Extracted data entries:
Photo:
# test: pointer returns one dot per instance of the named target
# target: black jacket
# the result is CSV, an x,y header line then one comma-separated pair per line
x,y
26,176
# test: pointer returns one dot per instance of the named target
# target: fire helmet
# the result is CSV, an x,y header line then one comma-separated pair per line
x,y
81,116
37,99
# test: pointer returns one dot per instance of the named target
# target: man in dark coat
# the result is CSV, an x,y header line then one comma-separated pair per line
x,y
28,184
--
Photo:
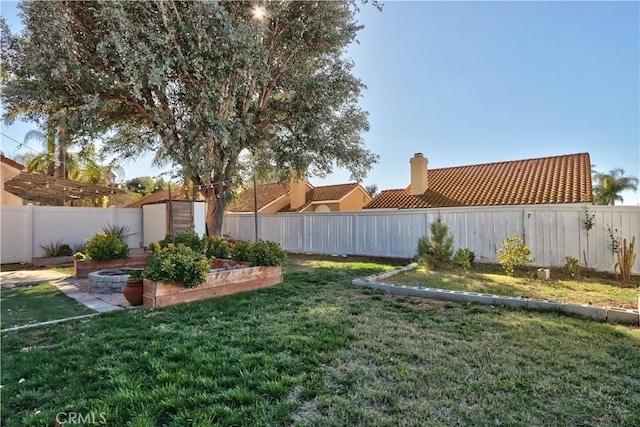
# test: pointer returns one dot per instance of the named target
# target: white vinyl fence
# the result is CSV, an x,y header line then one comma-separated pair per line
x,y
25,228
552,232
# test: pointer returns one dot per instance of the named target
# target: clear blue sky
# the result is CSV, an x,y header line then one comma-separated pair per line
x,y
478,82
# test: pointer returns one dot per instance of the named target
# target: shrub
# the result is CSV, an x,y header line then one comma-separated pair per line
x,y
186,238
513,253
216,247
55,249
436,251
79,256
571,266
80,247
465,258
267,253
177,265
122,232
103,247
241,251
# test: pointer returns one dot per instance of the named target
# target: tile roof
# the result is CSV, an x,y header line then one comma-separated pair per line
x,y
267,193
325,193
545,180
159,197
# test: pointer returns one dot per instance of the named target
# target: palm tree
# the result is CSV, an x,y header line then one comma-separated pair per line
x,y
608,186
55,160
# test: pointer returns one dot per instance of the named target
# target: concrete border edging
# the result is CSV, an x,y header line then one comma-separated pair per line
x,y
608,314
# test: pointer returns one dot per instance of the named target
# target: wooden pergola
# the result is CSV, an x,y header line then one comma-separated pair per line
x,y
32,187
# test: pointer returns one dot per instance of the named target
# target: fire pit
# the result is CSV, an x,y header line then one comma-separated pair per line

→ Exercise description
Only one stretch of the records above is wanted: the lines between the one holding "# target: palm tree" and the one holding "# target: wooden pergola", inclusive, reproduced exactly.

→ Solved exercise
# target: palm tree
# the result is CSV, an x,y header line then one comma-separated pair per line
x,y
608,186
55,160
# test: pointer returns one dot per instance of the named target
# target: concrete border edging
# the result is CSV, an x,y header line then one comma-separated pair per line
x,y
608,314
# test: pointer returns one dot per instance of the named target
# target: wooden pergola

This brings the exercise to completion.